## [Task statement]
Set down exactly each line of the entries below, beginning at the one that contains "Target: face" and ending at the last, and no others.
==*==
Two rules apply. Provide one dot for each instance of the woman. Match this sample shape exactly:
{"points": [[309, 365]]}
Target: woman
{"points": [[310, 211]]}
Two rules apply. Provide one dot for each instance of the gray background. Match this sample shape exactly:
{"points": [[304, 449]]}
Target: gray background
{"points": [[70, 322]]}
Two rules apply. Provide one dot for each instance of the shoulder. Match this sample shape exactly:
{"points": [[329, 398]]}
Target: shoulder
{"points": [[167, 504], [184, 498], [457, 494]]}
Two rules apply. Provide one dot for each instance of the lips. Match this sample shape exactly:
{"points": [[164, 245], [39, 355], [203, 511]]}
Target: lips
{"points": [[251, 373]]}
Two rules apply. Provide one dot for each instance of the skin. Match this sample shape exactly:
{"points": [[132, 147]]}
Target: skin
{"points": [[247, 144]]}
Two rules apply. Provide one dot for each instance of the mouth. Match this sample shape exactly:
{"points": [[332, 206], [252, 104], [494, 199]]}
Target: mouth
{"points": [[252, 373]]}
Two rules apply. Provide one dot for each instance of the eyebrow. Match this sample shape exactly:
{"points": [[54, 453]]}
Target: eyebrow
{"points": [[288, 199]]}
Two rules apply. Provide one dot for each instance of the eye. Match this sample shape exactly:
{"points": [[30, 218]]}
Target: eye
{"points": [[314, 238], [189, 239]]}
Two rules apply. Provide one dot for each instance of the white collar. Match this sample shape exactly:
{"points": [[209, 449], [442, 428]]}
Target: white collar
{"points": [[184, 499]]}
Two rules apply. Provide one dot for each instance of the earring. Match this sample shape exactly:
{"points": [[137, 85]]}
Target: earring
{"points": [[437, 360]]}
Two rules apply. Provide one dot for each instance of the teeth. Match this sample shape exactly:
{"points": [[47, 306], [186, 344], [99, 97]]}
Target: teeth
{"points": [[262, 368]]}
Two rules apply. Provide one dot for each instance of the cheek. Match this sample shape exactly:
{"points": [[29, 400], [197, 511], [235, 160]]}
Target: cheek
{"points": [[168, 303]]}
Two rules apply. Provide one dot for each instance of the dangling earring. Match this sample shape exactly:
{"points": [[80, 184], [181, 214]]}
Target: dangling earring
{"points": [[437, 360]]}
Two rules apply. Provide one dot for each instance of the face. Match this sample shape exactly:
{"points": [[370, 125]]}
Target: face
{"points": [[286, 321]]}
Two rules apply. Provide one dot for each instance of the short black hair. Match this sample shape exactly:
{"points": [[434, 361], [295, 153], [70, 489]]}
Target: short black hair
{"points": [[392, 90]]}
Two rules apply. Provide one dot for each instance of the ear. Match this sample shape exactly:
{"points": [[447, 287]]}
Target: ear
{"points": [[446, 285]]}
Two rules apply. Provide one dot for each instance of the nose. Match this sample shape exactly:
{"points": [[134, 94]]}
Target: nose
==*==
## [Solution to this task]
Target: face
{"points": [[286, 321]]}
Two rules apply. Provide one dot for each instance of the short black hair. Match this sample shape exactly:
{"points": [[434, 361], [295, 153], [70, 489]]}
Target: short black hair
{"points": [[392, 90]]}
Two rules apply. Provide one dot for each instance of the ear. Match this sample shape exactly:
{"points": [[447, 287]]}
Target: ear
{"points": [[446, 285]]}
Two rules apply. Provide one dot for each instance of the nose. Match this sample shape exactly:
{"points": [[134, 94]]}
Target: nose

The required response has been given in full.